◆ **THE TASK**: Can you carry on the wine blog excerpt below, the one about the Artadi tasting in Laguardia, by writing what comes after its last sentence?

◆ **EXTRACT PROVIDED**:
* Start *

In this one the oxidative inclination of the uva rey and the jammy perruno, together with a decent spell of flor and oxidation, make this wine, which would have been a very nice, bota fermented palomino, into something altogether different and unique.
Bottled after 20 months or so, the four years in the bottle have suited this down to the ground – it has grown in every direction and is now a massive wine – even a massive cucumber as they say down there. A beautiful rich colour and lovely on the nose – ripe melon and baked fruit -, then a palate and finish that manages to be jammy, salty, and fresh.
This post has only one connection with the traditional wines of Southern Andalucía: it is about wine, and top class wines at that. Because a couple of weeks ago I was lucky enough to be invited to taste the 2020 vintage of single vineyard wines of Artadi in Laguardia and they were exceptional, as were the people involved.
It started with a reception at Las Colonias in Laguardia – a superb, imposing building – at which there were more than a few friends, before a round table discussion between four top drawer speakers. First was Carlos Lopez de Lacalle, taking the baton from his illustrious father and setting up the day with a warm welcome and the introduction of a well chosen theme: “Origen: Paisajes y Paisanajes” (Origin, landscapes and “peoplescapes”), a title drawing together two of the dimensions of great wines: the places they are made and the people that make them.
First to speak to the topic was Aitor Arregui of Elkano. I have written before on here about the restaurants this man is behind (Elkano and Cataria) their exceptional understanding – and communication – of the terroir of the sea, and how much that knowledge and communication contributed to what were two of the best meals of a life featuring quite a few good ones. Well on Monday there was more of the same – simply and clearly communicated, and with an emotion that set the tone for the day. There was also a first glimpse of the bonds of friendship and family that are one of the other abiding memories of the day. A superb start.

* End *

◆ **RECORD EXCERPTS**:
* Start *

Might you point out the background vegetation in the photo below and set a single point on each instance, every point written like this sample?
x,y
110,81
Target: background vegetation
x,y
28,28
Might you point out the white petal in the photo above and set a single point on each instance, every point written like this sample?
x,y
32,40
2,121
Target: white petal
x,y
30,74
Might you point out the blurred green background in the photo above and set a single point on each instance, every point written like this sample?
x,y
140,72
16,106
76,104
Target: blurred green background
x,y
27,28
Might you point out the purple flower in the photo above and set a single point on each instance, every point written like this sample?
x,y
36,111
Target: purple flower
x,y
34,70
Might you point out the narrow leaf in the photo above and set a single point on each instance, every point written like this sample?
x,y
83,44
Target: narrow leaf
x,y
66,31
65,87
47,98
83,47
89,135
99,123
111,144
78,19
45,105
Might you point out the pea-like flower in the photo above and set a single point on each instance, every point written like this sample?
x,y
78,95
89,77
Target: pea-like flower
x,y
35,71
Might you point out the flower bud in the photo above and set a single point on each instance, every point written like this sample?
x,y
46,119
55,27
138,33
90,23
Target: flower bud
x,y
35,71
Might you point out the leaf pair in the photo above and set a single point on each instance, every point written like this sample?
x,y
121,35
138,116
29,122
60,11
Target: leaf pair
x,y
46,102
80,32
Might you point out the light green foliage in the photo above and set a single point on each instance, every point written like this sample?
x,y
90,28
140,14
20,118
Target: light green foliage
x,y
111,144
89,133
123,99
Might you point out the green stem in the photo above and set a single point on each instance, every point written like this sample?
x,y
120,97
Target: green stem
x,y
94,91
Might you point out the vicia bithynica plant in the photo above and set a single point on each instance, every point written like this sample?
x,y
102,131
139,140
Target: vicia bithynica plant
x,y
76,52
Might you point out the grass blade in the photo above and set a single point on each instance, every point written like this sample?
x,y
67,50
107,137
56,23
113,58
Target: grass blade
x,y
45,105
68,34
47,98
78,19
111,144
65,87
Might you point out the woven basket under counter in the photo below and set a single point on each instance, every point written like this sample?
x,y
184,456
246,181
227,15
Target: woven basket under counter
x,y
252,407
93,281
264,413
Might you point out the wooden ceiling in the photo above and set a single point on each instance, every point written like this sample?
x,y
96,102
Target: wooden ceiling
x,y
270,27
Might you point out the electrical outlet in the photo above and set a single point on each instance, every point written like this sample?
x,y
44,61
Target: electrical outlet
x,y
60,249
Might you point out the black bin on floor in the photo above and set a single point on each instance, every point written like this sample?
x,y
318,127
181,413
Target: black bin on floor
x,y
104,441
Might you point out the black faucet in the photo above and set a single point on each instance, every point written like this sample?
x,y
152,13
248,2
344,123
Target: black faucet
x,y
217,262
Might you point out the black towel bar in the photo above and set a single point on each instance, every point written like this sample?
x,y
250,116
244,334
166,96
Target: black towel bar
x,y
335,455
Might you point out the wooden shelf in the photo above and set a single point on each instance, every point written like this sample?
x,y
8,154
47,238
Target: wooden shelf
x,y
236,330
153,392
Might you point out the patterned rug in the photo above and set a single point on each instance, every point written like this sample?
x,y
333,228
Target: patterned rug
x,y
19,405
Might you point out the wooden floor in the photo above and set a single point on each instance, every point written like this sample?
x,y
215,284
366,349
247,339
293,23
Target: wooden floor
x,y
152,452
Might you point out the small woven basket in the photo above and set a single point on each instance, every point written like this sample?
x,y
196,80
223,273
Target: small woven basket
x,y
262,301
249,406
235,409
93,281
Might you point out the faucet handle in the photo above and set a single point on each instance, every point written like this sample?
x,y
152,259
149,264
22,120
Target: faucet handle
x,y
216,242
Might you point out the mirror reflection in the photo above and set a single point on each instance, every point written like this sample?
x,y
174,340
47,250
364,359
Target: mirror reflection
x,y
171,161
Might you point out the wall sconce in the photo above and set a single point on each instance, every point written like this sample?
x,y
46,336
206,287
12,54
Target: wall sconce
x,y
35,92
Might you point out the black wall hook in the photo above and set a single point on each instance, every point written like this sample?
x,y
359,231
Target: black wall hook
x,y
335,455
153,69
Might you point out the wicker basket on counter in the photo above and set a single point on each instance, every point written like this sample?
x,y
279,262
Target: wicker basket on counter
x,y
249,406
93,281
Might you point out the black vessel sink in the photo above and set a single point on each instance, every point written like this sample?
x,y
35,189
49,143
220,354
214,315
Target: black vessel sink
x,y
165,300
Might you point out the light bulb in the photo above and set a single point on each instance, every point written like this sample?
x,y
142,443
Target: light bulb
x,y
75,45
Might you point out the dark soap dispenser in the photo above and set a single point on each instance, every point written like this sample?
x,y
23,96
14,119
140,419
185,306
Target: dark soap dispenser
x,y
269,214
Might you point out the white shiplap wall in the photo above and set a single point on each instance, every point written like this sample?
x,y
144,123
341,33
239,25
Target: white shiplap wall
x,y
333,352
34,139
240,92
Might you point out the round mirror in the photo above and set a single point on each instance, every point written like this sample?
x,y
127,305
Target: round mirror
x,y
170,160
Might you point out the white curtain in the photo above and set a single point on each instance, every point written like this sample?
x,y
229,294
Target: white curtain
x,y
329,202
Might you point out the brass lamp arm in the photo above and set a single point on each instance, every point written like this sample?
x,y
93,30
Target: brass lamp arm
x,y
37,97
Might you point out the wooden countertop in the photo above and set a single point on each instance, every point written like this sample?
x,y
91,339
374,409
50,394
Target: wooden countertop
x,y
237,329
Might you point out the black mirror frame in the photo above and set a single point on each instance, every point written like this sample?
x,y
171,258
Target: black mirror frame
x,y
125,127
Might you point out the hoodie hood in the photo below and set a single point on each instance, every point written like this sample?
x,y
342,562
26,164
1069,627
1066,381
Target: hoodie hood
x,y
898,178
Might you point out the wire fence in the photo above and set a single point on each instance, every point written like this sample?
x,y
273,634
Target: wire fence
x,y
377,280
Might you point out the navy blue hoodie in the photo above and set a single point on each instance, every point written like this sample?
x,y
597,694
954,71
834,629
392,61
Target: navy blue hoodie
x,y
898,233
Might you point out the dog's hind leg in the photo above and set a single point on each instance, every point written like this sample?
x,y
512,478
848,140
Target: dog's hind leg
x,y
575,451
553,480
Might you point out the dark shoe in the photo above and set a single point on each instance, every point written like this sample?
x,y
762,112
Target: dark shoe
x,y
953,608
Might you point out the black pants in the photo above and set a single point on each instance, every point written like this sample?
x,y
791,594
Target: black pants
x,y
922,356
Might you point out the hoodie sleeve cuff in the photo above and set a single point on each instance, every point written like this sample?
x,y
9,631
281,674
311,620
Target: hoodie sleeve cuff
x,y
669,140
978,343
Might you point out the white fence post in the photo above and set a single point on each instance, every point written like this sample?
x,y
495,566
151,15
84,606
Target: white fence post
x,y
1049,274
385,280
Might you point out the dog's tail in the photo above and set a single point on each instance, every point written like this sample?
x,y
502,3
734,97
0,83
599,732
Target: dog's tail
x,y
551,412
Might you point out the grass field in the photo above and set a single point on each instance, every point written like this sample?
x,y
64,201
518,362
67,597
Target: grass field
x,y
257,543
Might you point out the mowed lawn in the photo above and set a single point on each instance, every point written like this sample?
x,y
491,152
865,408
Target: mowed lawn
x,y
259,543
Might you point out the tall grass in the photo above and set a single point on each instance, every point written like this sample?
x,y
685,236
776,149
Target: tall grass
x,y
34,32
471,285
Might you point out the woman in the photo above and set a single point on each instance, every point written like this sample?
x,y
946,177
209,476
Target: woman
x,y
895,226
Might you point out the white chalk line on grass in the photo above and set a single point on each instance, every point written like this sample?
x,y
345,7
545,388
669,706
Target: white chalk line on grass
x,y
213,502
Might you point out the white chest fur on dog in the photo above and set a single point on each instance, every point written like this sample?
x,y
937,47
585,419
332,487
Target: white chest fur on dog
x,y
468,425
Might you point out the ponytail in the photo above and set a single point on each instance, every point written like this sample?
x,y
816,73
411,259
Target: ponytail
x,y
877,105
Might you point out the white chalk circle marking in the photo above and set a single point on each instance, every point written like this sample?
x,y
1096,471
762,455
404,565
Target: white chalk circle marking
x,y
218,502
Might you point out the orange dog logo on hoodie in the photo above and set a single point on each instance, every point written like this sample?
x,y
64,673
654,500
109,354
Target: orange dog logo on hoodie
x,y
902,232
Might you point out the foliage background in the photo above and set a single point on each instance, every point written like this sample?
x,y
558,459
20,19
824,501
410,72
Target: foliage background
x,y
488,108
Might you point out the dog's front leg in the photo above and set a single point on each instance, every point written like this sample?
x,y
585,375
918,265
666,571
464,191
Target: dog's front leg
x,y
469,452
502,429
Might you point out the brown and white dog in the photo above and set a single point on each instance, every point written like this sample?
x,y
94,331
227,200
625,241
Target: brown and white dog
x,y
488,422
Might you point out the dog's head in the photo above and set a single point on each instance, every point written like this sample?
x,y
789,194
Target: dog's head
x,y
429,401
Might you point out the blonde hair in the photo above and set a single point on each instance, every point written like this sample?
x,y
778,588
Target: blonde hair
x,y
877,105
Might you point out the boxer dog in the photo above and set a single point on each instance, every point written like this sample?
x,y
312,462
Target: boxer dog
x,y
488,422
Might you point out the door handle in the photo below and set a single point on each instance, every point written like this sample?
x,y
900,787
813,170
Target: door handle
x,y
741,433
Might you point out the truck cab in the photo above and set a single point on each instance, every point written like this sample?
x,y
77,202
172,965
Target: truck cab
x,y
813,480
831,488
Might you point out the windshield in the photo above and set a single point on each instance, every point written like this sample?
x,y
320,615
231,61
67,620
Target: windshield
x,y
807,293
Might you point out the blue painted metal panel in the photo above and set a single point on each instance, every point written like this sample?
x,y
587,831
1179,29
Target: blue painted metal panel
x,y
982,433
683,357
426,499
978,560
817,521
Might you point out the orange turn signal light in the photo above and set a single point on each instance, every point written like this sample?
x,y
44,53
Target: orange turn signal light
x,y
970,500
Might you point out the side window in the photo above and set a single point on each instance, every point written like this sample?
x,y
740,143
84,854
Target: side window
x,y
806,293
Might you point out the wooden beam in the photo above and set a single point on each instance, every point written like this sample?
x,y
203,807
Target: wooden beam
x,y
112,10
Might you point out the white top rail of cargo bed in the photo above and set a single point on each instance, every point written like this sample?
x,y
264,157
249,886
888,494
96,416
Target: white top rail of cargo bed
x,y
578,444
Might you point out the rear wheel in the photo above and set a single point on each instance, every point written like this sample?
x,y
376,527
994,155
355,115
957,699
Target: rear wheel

* End *

◆ **RESULT OF THIS EXERCISE**:
His key point was that landscape and time defined the produce of Getaria, near the southernmost extent of the bay of Biscay, but the way that that produce had been interpreted by the local population had defined a cuisine and culture – we fish it, we grill it – (sounds simple but try it) that in turn attuned the population to the patterns of the currents and life cycles of the animals. By stripping away all artifice the culture is one that demands an understanding of the culinary qualities and seasons of the animals in a kind of virtuous spiral, redefining what can be done with a grill one splash of “Lourdes water” at a time.
He was followed by Ramiro Ibañez, beloved of this parish, who picked up the same theme and took it in a different direction from the opposite end of the Peninsula. Ramiro spoke to how the differences in terrain and wine making possibilities of Sanlucar and Jerez had over the centuries shaped first the wines, then the population and their tastes, spurring further specialization not only in wine but in cuisine and again a virtuous circle that had created great diversity in a small area. He also picked up on the social and industrial changes that threatened to break that virtuous circle, as industrialization and 18th century globalization offered winemakers markets and wine drinkers choices, and lead to a blurring and forgetting of that diversity. (In fact he actually started there – even if I remembered it in reverse.)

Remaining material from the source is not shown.